## Data entries
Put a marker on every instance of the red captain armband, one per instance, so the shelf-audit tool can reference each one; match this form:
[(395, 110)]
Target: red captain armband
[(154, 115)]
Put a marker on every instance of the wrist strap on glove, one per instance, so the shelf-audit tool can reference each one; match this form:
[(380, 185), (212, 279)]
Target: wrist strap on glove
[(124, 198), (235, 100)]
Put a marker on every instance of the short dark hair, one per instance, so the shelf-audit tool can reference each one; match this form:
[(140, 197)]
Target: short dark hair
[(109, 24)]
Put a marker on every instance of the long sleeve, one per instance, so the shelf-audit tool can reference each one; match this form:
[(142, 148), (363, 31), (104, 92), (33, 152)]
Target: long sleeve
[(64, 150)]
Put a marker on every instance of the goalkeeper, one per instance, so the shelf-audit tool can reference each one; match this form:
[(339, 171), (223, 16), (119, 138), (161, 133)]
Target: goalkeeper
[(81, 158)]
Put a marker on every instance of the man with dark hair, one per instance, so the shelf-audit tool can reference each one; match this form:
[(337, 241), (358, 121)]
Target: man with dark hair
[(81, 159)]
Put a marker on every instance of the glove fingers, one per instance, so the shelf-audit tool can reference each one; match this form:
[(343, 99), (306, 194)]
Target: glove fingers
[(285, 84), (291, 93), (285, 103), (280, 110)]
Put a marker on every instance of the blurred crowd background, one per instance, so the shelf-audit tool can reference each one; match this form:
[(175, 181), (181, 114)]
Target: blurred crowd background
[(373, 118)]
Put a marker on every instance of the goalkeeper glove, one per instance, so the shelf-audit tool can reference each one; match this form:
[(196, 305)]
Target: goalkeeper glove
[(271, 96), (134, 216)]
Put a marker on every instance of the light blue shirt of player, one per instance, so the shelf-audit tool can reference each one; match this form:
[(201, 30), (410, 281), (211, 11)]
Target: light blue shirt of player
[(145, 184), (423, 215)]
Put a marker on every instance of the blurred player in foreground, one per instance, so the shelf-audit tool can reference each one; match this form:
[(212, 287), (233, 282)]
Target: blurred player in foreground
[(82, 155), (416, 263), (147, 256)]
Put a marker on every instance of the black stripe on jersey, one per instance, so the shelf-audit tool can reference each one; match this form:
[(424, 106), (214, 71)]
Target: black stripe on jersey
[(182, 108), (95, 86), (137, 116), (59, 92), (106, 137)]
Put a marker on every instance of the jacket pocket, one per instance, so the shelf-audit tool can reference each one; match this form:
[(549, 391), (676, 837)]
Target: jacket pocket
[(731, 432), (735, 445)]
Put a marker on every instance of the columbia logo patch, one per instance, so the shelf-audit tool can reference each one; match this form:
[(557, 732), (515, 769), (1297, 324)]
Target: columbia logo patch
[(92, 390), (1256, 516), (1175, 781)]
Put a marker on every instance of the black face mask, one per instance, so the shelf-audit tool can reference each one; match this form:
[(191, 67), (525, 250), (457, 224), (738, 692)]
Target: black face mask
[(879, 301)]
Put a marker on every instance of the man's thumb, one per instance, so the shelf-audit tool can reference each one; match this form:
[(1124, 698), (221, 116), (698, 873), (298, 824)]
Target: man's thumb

## Exercise task
Express the lines from the one containing "Put a marker on every instance of the man with" through the one containing "[(373, 118)]" as a JSON list of strings, one string per line, leaving out any blank lines.

## Answer to the problem
[
  "Put a marker on every instance of the man with dark hair, one per instance, so the shelf-audit tool can reference each one; match this form:",
  "[(337, 241), (358, 121)]",
  "Target: man with dark hair",
  "[(81, 159)]",
  "Put a marker on every instance of the glove fingers, one per instance, so the shelf-audit tool can reference each one; match this form:",
  "[(343, 99), (306, 194)]",
  "Target: glove fingers",
  "[(285, 84), (291, 93), (285, 103), (280, 110)]",
  "Put a marker on every instance of the blurred crowd background, one per instance, so the shelf-audit tool can reference each one; match this form:",
  "[(175, 181), (181, 114)]",
  "Target: blurred crowd background",
  "[(373, 118)]"
]